** start of RAW RECORDS **

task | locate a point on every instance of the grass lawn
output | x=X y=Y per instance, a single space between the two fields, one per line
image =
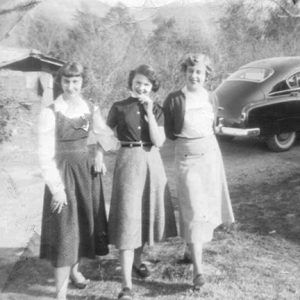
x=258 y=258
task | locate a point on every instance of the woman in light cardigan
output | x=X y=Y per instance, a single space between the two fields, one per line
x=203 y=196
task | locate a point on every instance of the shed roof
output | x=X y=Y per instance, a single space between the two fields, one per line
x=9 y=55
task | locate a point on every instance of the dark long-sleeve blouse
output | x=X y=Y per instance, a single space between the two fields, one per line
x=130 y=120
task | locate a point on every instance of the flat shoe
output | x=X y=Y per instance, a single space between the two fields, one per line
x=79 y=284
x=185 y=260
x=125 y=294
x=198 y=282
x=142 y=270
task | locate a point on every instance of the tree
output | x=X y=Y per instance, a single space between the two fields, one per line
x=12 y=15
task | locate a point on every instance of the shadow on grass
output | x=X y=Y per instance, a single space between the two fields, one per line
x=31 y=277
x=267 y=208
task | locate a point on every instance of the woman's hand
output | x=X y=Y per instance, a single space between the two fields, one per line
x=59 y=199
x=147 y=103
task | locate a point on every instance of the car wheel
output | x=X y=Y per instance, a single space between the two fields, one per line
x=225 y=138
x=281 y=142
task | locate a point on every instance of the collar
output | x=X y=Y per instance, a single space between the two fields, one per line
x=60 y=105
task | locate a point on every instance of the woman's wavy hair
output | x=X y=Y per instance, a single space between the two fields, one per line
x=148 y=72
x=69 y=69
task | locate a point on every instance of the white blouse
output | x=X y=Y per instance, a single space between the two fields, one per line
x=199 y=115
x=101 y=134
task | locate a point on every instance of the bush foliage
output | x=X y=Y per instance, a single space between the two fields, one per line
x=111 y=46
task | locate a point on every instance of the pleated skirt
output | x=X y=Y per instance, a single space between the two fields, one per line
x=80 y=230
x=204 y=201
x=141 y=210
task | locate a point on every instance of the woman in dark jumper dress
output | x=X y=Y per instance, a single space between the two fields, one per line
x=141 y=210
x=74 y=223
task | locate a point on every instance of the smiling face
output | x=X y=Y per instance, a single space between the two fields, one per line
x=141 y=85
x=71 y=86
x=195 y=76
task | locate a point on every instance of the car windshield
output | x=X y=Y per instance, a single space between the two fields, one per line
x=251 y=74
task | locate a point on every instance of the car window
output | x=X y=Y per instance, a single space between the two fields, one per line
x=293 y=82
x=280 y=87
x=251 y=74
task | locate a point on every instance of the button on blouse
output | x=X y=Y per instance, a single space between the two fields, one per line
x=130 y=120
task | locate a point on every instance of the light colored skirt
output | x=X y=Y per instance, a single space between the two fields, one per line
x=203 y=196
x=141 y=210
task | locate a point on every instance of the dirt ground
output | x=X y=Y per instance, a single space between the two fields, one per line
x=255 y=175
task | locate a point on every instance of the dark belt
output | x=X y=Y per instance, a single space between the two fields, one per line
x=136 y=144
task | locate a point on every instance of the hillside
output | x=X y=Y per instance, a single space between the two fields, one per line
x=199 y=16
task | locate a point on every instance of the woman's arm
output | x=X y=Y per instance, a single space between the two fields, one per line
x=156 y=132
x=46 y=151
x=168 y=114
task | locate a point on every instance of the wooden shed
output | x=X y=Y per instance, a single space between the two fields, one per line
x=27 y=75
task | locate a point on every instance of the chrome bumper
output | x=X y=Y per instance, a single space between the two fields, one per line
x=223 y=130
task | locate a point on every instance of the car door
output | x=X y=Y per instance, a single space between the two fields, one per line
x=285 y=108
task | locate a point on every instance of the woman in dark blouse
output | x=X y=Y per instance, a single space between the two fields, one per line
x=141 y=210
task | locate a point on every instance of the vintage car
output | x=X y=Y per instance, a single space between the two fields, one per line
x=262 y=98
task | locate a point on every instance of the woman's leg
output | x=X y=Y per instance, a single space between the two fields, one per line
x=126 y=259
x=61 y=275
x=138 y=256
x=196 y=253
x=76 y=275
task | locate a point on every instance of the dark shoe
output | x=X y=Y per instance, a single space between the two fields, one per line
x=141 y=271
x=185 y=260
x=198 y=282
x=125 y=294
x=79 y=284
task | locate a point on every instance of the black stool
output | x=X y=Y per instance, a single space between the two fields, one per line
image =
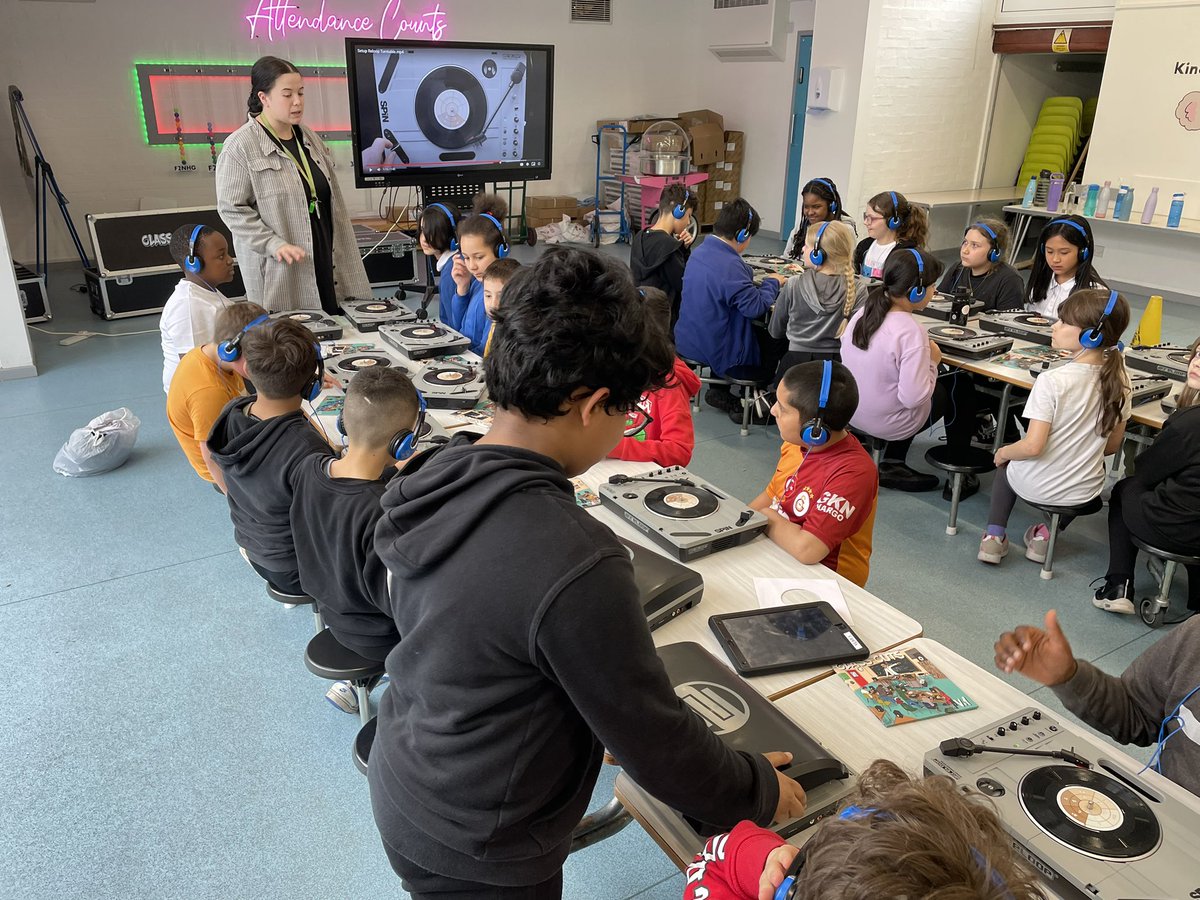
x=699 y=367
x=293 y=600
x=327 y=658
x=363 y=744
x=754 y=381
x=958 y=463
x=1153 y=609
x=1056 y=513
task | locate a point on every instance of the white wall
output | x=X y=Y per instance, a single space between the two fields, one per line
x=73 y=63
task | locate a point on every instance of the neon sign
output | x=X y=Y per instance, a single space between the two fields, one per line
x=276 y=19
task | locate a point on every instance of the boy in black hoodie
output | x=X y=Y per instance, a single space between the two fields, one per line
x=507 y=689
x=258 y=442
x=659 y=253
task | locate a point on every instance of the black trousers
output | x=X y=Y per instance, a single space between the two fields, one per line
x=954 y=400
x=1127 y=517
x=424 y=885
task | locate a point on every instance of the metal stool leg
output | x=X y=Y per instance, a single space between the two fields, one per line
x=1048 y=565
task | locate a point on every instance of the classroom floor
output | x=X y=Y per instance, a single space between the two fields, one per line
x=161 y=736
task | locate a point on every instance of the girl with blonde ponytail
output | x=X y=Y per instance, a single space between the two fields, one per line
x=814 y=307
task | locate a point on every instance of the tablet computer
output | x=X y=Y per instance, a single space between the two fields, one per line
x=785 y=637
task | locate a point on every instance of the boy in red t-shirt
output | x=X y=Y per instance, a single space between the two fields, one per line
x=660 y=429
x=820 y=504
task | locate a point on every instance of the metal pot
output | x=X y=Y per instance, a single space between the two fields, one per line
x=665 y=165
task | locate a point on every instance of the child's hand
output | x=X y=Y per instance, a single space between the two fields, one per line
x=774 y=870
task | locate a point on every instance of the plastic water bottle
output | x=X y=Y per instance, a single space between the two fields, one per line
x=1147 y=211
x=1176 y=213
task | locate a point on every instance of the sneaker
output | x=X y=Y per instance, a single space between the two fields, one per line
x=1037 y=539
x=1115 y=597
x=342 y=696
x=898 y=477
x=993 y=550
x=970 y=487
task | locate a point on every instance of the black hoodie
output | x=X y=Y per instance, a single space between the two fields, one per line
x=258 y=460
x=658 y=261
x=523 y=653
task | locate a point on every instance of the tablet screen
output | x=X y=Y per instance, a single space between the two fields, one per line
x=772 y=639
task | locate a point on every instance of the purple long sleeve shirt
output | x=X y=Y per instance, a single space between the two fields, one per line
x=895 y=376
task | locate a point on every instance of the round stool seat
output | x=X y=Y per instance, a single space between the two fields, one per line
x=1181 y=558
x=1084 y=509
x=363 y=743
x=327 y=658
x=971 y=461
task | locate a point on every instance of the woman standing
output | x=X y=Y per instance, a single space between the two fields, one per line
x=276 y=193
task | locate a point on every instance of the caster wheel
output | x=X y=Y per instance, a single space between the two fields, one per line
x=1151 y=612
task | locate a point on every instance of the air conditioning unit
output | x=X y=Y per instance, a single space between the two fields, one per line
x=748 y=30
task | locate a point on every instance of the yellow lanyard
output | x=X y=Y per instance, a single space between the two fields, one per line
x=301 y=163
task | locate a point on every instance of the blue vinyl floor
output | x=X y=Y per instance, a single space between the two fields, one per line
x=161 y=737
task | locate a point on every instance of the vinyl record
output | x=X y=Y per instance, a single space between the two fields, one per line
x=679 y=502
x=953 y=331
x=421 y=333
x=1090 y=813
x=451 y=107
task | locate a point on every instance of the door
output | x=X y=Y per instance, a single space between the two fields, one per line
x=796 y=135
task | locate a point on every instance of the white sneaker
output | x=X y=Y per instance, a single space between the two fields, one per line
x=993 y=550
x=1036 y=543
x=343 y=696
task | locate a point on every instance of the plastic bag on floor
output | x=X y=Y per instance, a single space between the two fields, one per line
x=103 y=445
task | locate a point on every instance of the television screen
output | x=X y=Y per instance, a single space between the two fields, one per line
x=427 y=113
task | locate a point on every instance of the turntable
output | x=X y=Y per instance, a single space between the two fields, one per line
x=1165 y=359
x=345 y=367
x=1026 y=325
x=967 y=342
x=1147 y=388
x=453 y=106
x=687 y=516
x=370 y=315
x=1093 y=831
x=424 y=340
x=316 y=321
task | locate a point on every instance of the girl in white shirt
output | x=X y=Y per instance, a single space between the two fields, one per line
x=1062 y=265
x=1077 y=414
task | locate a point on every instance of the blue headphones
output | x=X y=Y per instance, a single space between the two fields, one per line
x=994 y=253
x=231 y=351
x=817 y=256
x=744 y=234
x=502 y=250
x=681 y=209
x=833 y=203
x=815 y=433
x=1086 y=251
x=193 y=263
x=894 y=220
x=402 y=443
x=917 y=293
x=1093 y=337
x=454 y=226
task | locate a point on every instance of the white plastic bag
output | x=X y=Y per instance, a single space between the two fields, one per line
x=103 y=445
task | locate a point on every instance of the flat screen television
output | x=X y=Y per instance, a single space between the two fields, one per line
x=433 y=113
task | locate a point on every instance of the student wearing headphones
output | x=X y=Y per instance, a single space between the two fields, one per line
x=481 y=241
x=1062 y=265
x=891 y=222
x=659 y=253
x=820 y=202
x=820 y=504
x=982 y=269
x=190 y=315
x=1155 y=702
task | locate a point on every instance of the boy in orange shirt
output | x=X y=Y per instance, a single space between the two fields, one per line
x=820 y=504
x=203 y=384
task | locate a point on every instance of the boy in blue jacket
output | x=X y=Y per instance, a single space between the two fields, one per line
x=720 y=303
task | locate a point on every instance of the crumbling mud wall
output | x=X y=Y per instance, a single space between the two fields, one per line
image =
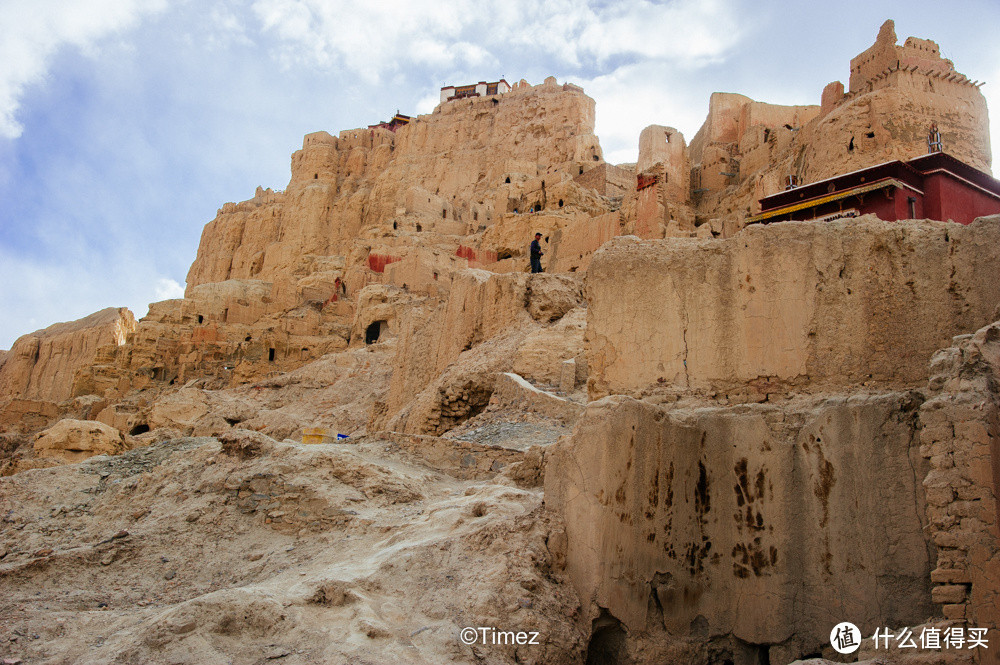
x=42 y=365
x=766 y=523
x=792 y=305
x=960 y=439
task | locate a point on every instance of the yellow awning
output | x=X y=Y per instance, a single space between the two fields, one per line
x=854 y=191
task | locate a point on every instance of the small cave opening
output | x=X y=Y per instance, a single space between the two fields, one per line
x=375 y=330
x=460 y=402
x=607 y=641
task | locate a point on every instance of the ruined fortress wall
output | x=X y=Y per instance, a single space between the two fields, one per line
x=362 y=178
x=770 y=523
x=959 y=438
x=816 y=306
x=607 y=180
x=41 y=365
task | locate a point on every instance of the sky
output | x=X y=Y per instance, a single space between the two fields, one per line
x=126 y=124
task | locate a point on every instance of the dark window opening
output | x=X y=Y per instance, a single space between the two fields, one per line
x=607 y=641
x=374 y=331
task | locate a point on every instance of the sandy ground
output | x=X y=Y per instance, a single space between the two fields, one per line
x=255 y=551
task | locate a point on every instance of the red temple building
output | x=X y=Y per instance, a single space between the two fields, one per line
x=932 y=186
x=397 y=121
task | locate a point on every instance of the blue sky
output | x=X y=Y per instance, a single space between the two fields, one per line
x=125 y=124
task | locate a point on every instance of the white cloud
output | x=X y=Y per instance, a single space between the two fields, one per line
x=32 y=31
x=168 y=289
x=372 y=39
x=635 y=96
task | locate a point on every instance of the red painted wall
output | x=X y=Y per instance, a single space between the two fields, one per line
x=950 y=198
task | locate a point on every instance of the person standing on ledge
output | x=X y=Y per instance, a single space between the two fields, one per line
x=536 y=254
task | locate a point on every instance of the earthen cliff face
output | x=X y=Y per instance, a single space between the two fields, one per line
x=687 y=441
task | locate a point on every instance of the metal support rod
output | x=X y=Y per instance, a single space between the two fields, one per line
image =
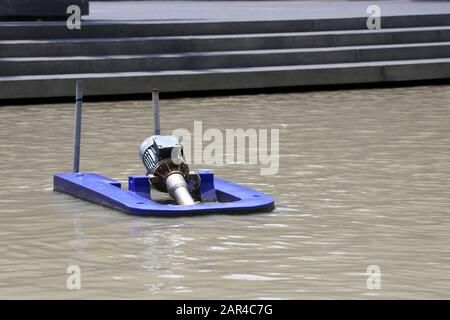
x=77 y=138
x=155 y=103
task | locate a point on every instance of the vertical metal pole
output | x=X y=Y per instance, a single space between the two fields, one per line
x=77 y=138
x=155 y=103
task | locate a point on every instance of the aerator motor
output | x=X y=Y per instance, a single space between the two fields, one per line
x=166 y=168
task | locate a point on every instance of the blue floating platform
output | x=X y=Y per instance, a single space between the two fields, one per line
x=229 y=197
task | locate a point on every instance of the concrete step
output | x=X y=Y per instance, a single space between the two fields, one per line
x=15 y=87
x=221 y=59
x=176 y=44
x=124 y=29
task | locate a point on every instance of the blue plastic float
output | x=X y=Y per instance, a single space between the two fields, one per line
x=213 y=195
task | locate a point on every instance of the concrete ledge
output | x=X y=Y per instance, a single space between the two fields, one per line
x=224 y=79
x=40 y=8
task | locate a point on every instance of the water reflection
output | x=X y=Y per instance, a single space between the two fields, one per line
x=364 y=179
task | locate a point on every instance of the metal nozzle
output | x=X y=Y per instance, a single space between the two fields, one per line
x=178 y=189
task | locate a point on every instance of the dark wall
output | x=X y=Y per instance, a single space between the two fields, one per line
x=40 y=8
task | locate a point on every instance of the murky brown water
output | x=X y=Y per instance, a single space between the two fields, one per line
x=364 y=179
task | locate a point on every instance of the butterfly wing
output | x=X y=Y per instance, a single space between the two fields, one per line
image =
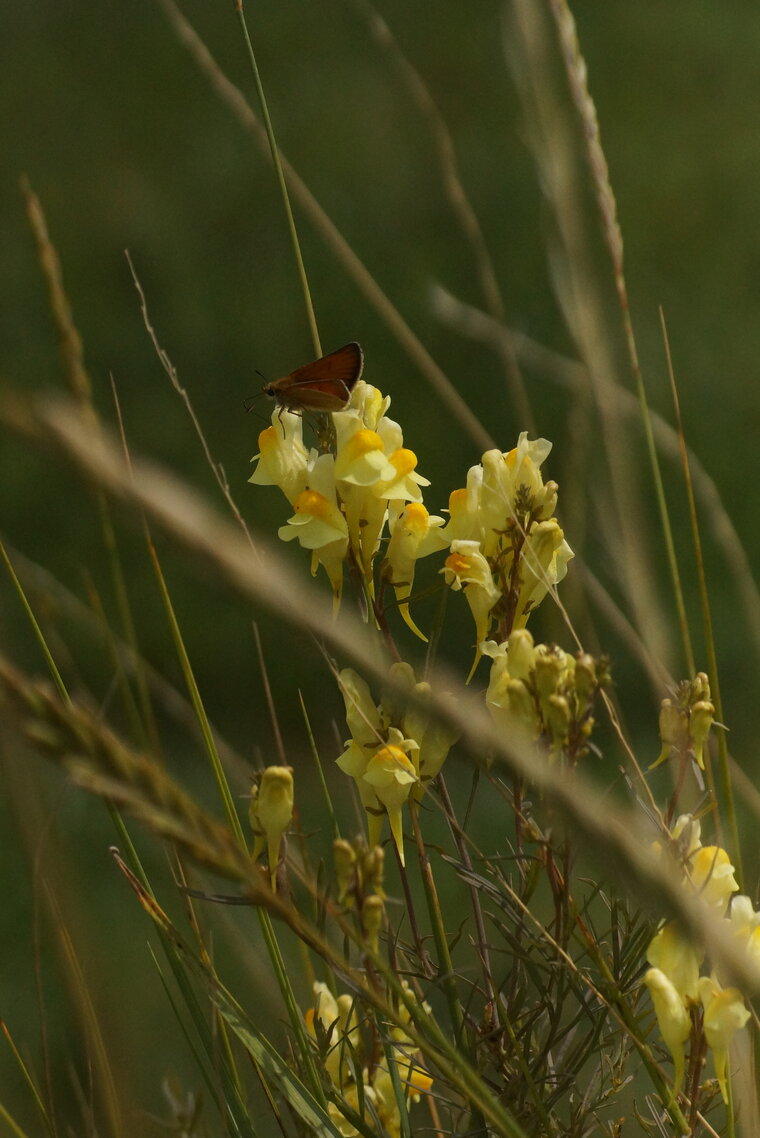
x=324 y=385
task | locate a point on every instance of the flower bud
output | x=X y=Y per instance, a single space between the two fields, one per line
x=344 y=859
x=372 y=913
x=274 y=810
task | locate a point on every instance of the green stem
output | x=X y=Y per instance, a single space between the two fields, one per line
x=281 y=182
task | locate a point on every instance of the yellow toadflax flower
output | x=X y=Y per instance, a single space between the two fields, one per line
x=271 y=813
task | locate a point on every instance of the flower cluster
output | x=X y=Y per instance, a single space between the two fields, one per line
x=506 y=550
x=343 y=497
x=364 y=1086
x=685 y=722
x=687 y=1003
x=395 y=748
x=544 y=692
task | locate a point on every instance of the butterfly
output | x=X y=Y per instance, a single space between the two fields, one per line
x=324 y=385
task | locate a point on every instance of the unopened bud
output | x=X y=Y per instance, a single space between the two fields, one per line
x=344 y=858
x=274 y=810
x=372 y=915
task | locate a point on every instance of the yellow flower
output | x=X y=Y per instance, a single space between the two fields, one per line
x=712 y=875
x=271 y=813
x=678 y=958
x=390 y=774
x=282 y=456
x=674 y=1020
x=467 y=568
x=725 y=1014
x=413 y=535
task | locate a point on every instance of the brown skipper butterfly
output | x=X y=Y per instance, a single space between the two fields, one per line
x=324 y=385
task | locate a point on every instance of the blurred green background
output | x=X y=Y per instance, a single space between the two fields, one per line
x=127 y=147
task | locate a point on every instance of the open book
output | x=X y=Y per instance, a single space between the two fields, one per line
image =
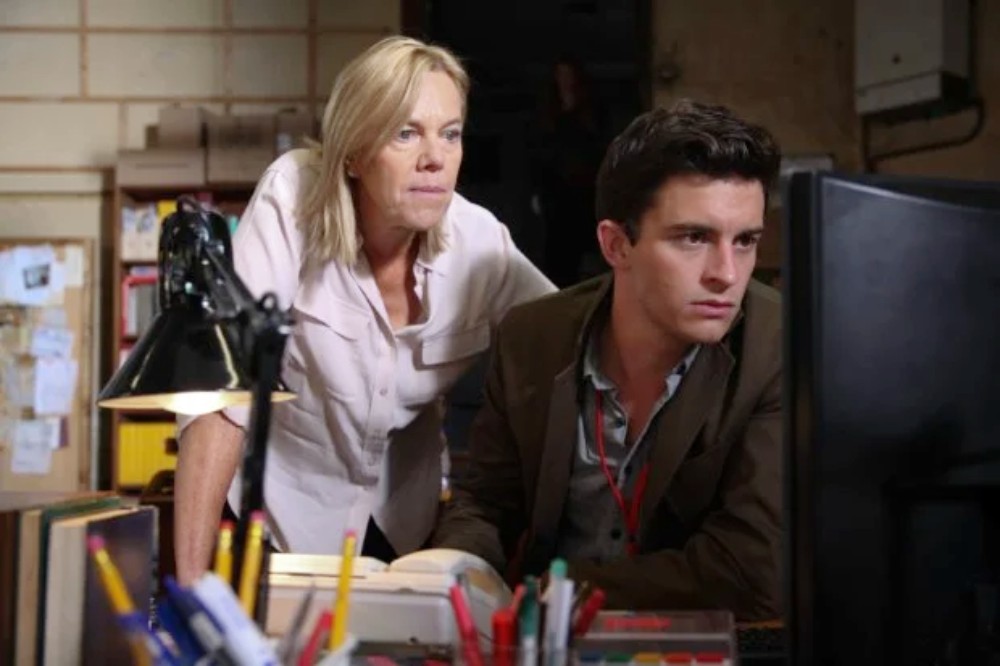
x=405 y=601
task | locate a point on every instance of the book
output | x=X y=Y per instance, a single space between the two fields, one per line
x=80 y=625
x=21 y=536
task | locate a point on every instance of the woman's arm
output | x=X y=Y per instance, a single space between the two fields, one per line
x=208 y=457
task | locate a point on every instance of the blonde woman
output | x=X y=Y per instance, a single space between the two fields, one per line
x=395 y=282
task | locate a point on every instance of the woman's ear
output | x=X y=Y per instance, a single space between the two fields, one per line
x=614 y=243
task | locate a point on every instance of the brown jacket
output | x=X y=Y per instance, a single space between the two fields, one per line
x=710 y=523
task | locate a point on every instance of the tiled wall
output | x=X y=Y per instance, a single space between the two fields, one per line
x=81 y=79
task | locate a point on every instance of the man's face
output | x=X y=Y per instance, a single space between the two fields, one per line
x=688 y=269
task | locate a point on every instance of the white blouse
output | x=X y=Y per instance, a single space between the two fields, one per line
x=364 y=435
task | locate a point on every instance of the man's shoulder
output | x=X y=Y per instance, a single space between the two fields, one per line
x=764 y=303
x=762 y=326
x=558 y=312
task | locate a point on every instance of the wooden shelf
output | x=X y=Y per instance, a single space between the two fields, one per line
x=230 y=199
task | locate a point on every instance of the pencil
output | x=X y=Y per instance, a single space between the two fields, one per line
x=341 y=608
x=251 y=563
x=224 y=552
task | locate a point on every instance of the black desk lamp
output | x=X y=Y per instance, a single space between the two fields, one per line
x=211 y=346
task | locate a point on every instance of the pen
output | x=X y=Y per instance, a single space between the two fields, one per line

** end of RAW RECORDS **

## REQUIRED TASK:
Can you repeat the rows above, beginning at the line that contains "the dark wall" and stopping after the line that contains "x=544 y=692", with both of those lines included but the pictures left out?

## OUTPUT BELOW:
task | locate a point on every instance of the dark wall
output | x=X y=Y per instance, a single space between the two fields, one per line
x=40 y=8
task | locate a point on every instance of the murky brown water
output | x=X y=Y per instance, a single space between the two fields, one per line
x=364 y=179
task | locate a point on every instance of the butterfly wing
output | x=X y=Y per instance, a single space between the two fields, one per line
image =
x=324 y=385
task | locate a point on every instance of the flower bud
output | x=X y=Y per instance, a single space between the two fields, one per line
x=344 y=859
x=372 y=913
x=274 y=810
task | locate a point on every instance of the green stem
output | x=X y=Y per instance, a single space between the two fields, one per line
x=281 y=182
task | locate a point on every instance of the yellow toadflax flower
output | x=X y=Y per instance, a single space between the two fields, one per line
x=271 y=813
task | locate a point on every instance of the flower cluster
output | x=X y=Y per instance, a single space between the two fields, one per line
x=506 y=550
x=343 y=497
x=364 y=1086
x=685 y=722
x=687 y=1003
x=395 y=748
x=544 y=692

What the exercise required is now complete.